◆ **Task to complete**: Using the records that follow, reproduce exactly the lines starting at the line containing "Query: overcast sky" and ending at the line containing "[[1017, 226], [1150, 871], [370, 673], [493, 517]]". Include both end lines and no pictures.

::: Records

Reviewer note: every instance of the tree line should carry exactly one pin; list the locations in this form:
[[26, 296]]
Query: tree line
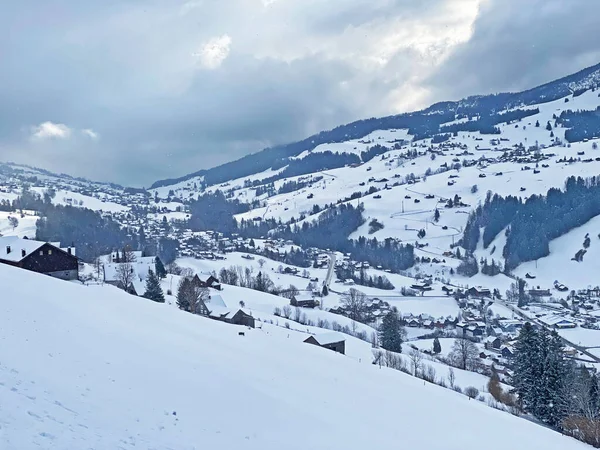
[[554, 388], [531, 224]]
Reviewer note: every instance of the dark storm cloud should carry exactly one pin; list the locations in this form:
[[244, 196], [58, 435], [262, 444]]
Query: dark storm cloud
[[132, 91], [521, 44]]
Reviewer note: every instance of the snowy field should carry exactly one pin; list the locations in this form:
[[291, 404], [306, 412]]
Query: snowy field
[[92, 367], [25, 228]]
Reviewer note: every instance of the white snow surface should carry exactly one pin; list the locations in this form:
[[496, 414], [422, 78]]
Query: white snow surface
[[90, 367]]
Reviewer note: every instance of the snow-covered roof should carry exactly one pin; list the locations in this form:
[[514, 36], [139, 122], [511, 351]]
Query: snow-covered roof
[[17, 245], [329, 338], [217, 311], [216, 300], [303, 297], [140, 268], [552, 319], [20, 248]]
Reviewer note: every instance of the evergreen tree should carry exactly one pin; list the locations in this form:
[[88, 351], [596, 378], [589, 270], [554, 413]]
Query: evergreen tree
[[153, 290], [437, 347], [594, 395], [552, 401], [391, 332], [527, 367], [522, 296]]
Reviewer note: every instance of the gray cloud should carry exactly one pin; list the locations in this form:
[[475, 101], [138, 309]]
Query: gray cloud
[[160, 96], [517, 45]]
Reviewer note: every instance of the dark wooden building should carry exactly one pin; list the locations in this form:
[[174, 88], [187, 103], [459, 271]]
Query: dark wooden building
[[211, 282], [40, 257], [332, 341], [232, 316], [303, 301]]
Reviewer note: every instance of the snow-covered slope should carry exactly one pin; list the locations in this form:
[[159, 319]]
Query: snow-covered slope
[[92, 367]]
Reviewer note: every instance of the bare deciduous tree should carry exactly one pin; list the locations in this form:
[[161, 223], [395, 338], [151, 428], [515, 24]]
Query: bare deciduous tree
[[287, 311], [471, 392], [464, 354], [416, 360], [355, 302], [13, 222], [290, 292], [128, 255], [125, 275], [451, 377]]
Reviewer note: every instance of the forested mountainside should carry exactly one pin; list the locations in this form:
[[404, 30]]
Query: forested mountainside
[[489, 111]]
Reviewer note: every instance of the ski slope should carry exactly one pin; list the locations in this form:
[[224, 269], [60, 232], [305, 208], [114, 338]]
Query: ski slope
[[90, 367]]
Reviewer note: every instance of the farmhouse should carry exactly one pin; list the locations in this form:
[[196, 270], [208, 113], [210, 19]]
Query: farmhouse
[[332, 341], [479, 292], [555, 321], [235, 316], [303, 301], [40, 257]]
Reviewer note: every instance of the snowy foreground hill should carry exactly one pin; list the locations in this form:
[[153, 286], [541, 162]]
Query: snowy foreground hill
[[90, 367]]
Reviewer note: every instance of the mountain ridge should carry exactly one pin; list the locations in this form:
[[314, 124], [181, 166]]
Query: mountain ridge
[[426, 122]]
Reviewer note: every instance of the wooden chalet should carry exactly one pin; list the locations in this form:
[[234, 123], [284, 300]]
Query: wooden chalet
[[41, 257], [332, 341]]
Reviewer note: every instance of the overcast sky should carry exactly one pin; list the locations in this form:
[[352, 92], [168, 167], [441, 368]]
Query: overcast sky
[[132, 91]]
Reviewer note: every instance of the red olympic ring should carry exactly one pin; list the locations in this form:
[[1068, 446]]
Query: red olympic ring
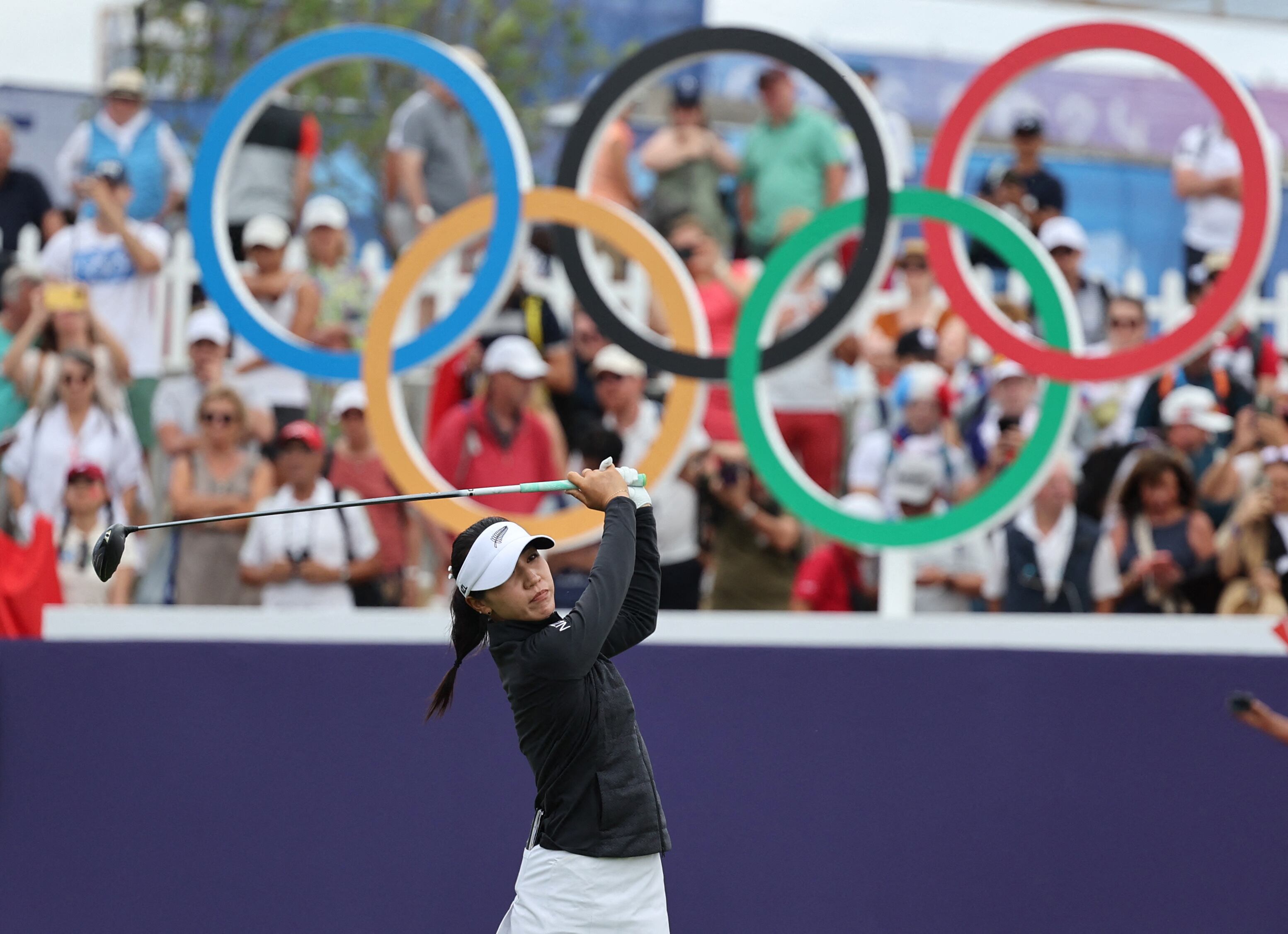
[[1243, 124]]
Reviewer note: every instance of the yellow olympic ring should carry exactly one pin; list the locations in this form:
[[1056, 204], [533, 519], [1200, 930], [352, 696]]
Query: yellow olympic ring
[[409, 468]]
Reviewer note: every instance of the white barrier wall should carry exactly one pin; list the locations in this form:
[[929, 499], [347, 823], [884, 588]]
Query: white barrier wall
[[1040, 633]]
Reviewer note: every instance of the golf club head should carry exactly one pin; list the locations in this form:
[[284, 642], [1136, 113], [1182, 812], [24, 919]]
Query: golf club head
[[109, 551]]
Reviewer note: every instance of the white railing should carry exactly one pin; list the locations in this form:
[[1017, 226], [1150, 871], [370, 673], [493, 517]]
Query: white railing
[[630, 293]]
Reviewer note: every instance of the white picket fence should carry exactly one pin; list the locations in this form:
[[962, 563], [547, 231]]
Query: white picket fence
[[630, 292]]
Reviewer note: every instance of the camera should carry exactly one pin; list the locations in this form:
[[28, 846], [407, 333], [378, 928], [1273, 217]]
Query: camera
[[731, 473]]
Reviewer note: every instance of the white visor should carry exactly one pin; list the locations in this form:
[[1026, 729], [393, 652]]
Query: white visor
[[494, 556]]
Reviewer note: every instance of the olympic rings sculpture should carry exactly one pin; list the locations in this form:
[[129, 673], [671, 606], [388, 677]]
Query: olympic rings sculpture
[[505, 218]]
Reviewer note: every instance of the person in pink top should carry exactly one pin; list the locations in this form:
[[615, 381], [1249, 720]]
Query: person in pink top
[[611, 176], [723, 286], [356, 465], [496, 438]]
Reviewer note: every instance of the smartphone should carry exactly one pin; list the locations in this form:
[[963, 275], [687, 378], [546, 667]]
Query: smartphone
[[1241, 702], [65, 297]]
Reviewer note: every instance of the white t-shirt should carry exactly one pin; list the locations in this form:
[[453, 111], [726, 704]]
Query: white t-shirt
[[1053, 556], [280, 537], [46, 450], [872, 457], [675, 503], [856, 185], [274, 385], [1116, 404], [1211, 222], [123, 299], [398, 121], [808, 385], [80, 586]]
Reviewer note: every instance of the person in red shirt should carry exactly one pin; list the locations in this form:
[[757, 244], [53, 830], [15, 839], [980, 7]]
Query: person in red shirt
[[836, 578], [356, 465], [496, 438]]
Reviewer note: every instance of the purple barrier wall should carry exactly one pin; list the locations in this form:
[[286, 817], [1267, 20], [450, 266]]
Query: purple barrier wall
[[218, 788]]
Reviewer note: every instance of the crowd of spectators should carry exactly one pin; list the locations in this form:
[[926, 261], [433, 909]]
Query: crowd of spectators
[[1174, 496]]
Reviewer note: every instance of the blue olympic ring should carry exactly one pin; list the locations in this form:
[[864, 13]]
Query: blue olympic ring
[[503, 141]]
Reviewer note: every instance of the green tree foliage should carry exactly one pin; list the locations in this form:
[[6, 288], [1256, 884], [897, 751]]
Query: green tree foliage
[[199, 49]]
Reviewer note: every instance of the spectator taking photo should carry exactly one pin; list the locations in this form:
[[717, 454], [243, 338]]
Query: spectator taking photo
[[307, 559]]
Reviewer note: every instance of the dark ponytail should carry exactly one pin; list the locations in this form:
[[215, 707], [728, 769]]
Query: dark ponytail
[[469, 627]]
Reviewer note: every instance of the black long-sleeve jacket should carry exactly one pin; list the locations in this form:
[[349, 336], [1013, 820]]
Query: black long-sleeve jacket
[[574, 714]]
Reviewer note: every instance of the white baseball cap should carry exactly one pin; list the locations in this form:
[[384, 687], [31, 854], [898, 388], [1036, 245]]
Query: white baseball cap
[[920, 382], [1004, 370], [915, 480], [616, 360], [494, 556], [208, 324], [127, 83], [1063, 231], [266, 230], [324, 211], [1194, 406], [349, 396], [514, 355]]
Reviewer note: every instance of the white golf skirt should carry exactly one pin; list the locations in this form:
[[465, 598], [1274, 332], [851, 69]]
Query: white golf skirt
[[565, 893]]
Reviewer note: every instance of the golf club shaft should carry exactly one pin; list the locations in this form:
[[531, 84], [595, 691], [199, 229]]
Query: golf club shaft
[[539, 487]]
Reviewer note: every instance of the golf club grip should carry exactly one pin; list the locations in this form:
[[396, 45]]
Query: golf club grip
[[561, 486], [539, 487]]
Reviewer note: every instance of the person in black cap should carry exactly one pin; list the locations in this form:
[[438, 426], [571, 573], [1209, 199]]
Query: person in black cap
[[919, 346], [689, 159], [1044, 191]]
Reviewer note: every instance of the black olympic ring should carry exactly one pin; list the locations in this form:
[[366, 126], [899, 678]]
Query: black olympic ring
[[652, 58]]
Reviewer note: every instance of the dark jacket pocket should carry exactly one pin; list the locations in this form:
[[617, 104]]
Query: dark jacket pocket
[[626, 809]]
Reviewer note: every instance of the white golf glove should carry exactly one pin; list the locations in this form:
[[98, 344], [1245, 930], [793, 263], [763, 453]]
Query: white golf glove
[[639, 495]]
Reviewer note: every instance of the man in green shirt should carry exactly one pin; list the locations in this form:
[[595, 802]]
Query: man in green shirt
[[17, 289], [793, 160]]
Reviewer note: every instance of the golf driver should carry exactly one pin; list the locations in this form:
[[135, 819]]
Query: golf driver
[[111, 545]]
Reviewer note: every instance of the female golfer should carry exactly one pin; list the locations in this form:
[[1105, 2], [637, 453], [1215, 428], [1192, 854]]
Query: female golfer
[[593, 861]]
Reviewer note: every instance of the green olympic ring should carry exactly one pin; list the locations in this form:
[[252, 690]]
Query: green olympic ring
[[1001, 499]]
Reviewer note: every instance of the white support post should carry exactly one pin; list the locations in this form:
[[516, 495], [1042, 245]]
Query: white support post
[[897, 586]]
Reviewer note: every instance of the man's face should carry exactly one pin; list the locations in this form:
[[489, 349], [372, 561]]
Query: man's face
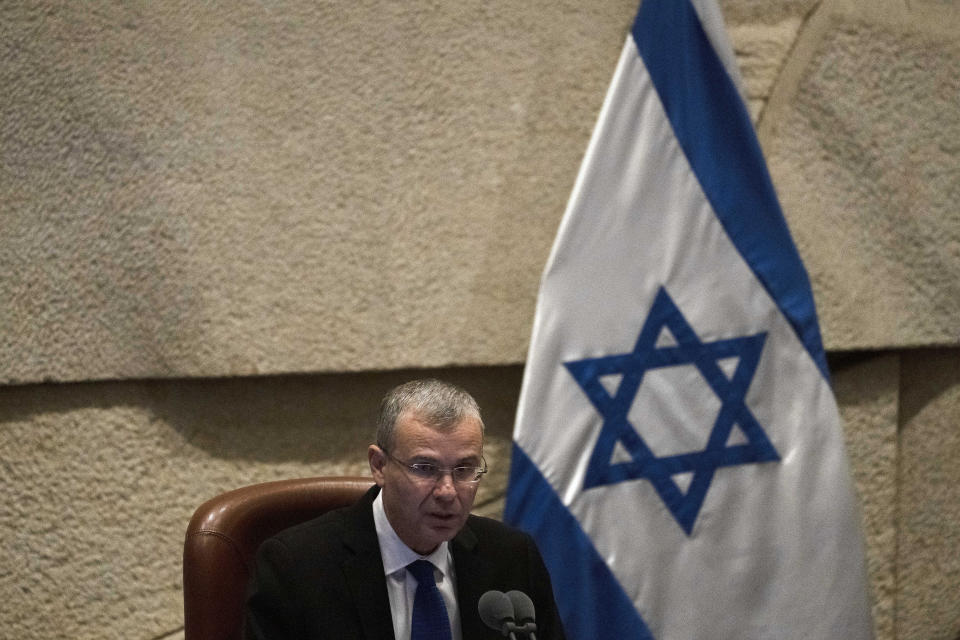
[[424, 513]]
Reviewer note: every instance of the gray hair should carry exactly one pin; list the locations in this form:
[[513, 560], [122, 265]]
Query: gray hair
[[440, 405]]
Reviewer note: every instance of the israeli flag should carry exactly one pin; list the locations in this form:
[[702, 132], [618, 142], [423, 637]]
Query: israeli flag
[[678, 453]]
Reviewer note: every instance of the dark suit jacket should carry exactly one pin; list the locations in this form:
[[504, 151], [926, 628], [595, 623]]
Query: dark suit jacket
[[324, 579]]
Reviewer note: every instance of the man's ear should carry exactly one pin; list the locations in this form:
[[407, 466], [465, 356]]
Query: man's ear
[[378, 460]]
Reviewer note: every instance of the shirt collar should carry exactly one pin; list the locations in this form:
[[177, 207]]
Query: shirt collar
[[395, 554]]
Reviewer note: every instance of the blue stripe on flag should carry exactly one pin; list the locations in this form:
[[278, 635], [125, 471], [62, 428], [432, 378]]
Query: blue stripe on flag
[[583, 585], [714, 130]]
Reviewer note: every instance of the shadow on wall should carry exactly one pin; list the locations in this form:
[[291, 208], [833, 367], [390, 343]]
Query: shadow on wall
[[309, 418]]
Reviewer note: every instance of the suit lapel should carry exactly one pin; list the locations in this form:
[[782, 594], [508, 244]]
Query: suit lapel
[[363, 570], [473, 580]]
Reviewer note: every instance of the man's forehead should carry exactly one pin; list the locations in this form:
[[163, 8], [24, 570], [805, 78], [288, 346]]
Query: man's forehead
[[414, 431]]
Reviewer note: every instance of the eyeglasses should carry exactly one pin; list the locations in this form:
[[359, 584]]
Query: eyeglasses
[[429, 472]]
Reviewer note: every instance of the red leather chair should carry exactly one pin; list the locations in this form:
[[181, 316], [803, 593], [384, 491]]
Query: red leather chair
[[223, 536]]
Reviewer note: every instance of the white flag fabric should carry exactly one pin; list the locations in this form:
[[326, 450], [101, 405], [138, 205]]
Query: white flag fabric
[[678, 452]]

::::::

◆ **Result of this exercise**:
Query: overcast sky
[[132, 91]]
Reviewer note: every instance of the red olympic ring should carry exactly one pin; list the locations in this form:
[[1068, 446]]
Query: red olympic ring
[[1243, 124]]
Reviewer note: every instance of the yellow olympic ring should carry exactly one pin; list the locations in this form:
[[1056, 204], [533, 519], [1200, 930], [352, 696]]
Query: yellow olympic ring
[[409, 468]]
Reviewer note: every instance of the white barrier wall should carry exactly one pin; list the locations in this form:
[[929, 499], [347, 823], [884, 588]]
Query: white barrier wall
[[1040, 633]]
Reviewer note: every instance of the golf club head should carry exactly one pin; list the locations in this form:
[[284, 642], [1136, 113], [1182, 812], [24, 919]]
Query: golf club head
[[109, 551]]
Reviewer note: every instance of the white railing should carry exactly one pin; list the locations in this form:
[[1017, 226], [1150, 871], [370, 673], [493, 517]]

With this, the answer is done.